**The request**. Please report each line in the records that contains the word "green", copying every such line in full.

Records of labeled boxes:
________
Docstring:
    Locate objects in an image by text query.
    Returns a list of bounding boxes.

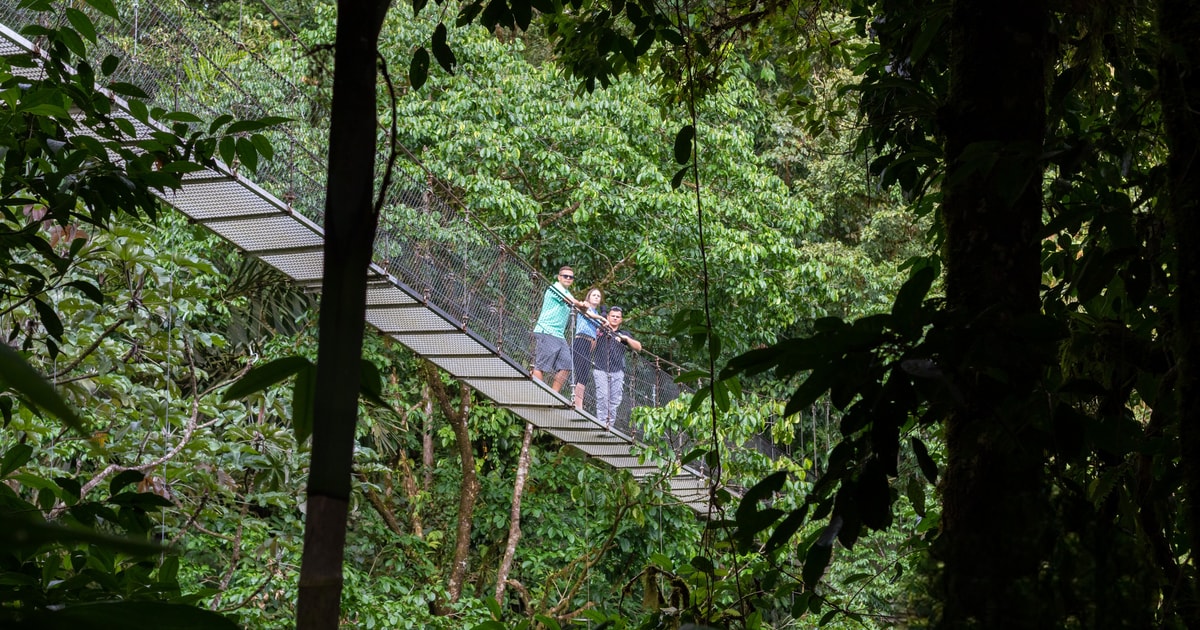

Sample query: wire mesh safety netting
[0,0,811,492]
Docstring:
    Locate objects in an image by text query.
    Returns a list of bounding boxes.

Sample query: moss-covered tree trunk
[296,0,389,630]
[937,0,1049,629]
[494,422,533,604]
[1158,0,1200,619]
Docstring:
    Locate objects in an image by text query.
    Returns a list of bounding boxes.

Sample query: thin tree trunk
[1158,0,1200,619]
[446,384,479,604]
[296,0,389,630]
[937,0,1050,629]
[496,422,533,604]
[421,384,433,496]
[425,362,479,614]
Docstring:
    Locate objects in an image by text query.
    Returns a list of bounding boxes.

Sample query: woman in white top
[571,289,604,410]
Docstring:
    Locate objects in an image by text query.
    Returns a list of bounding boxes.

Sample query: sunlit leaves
[408,46,430,90]
[434,22,458,75]
[0,343,83,433]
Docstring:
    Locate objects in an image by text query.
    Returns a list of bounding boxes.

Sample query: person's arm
[550,282,588,311]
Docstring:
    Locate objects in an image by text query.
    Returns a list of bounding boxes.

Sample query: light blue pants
[592,370,625,427]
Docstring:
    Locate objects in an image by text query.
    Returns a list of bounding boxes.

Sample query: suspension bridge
[0,0,787,514]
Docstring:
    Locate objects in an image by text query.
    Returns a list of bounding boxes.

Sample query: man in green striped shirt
[533,266,587,391]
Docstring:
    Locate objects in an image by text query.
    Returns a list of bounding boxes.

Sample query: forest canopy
[0,0,1200,629]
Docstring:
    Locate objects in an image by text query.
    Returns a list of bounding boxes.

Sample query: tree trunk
[496,422,533,604]
[296,0,389,630]
[937,0,1049,629]
[425,364,479,614]
[421,385,433,496]
[1158,0,1200,619]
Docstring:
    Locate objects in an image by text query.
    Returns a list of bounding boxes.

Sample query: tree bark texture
[425,372,479,614]
[296,0,389,630]
[937,0,1050,629]
[1158,0,1200,619]
[496,422,533,604]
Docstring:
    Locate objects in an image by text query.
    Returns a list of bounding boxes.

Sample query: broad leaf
[408,46,430,90]
[221,356,312,401]
[0,343,84,434]
[674,125,696,164]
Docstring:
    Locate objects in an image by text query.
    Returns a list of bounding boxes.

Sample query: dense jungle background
[0,0,1200,629]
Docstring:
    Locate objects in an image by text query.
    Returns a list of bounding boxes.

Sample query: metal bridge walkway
[0,0,710,514]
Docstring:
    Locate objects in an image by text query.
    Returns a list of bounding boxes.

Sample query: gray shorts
[533,332,571,372]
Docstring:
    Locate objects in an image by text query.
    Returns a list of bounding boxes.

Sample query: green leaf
[671,167,688,190]
[0,343,84,434]
[160,112,204,124]
[108,80,150,98]
[674,125,696,164]
[66,280,104,304]
[20,600,238,630]
[292,364,317,444]
[510,0,533,31]
[209,114,233,136]
[0,444,34,476]
[236,138,258,172]
[803,540,833,588]
[100,55,121,77]
[434,22,458,75]
[250,133,275,160]
[59,28,88,58]
[217,136,238,166]
[408,46,430,90]
[713,380,730,413]
[908,438,937,485]
[85,0,121,19]
[221,356,313,401]
[108,470,146,494]
[533,614,562,630]
[0,516,169,552]
[892,266,937,332]
[659,29,684,46]
[484,598,504,620]
[762,504,809,553]
[65,7,96,43]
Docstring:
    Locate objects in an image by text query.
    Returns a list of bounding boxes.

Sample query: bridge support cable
[0,0,729,514]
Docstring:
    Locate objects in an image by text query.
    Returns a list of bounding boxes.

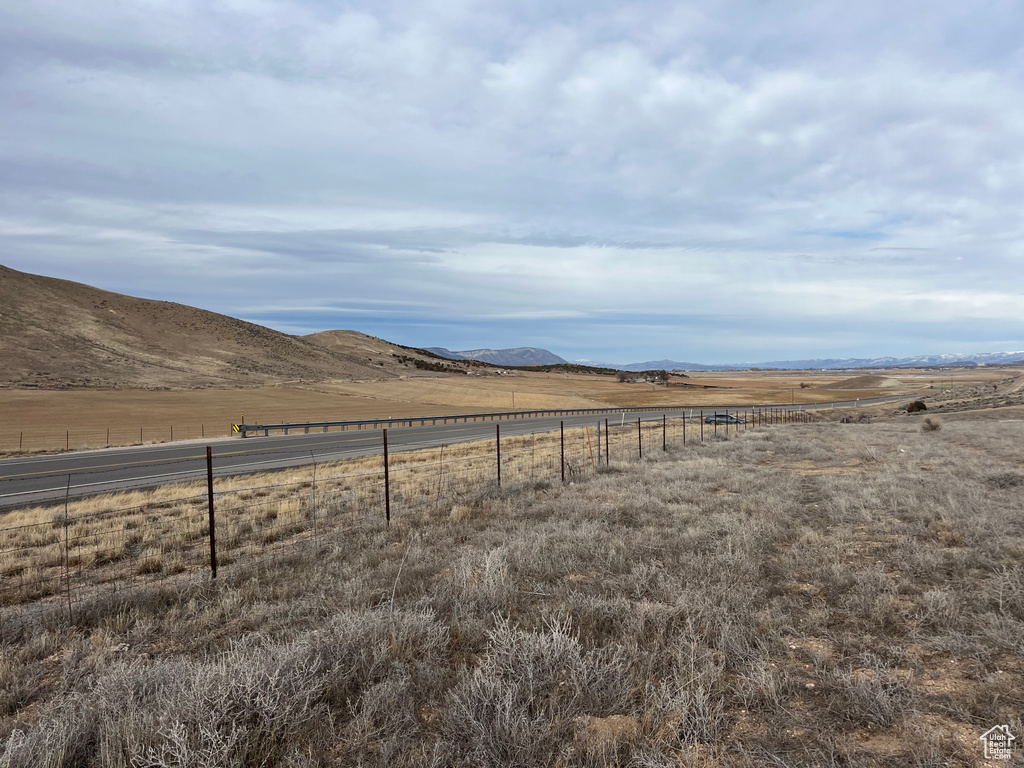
________
**Complete answer**.
Sample query: man in green striped shirt
Sample query: green leaf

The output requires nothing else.